**WHAT NEEDS TO BE DONE**
Substitute "Detector summary" for every occurrence of "Model overview" in the records below, changing nothing else. Omit the pictures from your answer.

Dataset records
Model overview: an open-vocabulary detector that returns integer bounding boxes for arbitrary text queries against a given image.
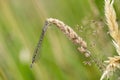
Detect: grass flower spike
[100,0,120,80]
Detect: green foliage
[0,0,119,80]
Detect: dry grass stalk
[31,18,90,67]
[100,0,120,80]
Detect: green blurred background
[0,0,120,80]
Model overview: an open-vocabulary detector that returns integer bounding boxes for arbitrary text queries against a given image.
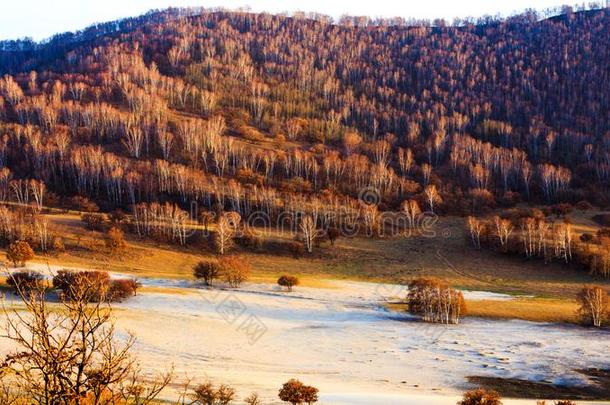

**COMPLETED EXERCISE**
Detector summary: an open-vocabulary detector that returns integer bounding boxes for arbitrary text queries against a given image.
Detect: grass flower spike
[100,0,120,80]
Detect: green foliage
[0,0,119,80]
Detect: dry grass stalk
[31,18,90,67]
[100,0,120,80]
Detect: green blurred background
[0,0,120,80]
Detector summary: an open-vocabulary detector that returns integer bounding boxes for arbitrary text queries against a given image.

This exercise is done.